[Object detection data]
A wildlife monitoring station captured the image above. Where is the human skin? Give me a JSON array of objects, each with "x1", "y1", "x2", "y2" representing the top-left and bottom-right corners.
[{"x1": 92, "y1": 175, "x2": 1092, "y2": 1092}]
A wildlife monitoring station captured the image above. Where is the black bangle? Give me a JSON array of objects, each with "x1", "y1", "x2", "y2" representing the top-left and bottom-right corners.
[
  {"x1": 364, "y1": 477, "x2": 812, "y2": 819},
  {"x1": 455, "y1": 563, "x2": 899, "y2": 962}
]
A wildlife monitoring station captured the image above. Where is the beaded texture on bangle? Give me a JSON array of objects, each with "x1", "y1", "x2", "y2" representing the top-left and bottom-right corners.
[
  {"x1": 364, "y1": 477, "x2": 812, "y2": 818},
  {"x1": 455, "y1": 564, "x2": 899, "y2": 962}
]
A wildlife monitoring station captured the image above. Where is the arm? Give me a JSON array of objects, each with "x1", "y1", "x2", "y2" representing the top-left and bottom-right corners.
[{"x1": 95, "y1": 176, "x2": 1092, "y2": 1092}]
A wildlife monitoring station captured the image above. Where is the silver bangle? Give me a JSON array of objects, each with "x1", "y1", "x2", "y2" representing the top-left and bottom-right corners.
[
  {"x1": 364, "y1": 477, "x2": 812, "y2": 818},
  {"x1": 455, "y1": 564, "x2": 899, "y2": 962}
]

...

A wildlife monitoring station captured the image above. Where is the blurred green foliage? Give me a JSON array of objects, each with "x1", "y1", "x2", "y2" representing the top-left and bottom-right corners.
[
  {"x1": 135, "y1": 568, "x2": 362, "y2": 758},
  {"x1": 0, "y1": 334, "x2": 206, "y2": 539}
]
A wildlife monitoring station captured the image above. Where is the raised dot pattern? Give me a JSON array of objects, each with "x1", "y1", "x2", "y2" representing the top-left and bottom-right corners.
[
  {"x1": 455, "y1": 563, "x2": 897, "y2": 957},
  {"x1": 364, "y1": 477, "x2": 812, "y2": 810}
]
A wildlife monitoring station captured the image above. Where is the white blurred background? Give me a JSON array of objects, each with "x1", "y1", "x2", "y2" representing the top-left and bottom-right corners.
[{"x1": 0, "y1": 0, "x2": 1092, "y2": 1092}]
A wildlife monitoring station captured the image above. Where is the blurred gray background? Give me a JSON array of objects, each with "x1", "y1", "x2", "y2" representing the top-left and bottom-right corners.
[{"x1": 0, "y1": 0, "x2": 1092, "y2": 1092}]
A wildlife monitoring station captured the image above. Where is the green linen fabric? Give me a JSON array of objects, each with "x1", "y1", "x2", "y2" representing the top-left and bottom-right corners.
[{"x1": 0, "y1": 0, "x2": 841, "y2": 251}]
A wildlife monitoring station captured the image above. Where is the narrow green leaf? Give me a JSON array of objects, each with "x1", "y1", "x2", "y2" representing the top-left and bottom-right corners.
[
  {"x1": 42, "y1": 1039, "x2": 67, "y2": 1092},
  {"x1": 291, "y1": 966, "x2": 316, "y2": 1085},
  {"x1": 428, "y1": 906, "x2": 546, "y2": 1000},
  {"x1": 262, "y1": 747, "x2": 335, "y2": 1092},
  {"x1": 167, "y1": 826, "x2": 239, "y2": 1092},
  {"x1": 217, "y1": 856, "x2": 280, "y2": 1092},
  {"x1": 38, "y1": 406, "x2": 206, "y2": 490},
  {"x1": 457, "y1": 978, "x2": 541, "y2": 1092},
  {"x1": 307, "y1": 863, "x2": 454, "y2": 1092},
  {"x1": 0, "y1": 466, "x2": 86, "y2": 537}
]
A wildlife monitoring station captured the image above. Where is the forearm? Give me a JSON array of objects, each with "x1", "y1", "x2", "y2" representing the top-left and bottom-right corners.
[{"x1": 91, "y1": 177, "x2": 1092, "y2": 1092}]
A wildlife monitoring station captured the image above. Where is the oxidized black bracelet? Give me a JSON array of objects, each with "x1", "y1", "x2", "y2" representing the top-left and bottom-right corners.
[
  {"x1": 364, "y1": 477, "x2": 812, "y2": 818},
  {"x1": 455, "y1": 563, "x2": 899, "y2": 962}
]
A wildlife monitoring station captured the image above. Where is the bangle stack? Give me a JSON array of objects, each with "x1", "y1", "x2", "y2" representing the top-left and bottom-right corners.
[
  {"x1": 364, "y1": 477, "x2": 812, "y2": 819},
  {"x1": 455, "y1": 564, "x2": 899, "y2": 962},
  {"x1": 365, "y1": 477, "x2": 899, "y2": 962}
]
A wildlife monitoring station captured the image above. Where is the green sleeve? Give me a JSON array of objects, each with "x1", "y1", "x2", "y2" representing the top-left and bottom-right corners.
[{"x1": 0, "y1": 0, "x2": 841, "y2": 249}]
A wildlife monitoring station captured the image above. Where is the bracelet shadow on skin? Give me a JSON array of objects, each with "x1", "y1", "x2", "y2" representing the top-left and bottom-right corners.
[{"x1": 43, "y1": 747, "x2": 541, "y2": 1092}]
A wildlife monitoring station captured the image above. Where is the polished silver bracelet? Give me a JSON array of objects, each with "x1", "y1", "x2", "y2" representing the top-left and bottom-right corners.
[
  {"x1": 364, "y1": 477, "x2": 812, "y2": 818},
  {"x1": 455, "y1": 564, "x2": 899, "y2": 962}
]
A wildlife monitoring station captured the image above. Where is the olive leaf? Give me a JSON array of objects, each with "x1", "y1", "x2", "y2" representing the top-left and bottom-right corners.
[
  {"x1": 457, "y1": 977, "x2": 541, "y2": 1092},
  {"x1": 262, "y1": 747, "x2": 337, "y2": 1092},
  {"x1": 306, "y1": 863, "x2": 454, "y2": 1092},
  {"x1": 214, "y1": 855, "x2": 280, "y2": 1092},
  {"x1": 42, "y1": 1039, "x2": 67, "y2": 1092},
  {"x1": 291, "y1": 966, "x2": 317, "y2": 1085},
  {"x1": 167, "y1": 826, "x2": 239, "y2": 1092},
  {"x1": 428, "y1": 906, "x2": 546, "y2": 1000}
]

■ **REQUIREMENTS**: Please collect every row above that contains the string "silver", copying each one in full. Treat case as significant.

■ **CORRECT RESULT**:
A wildlife monitoring station captured the image above. Where is the silver bangle? Give me a JSON array of objects, each with "x1", "y1", "x2", "y2" representing the top-left and bottom-right corners.
A wildlife monitoring station captured the image above. Where is the polished silver bracelet? Give me a JSON array of objects, each with "x1", "y1", "x2", "y2" representing the top-left and bottom-right corners.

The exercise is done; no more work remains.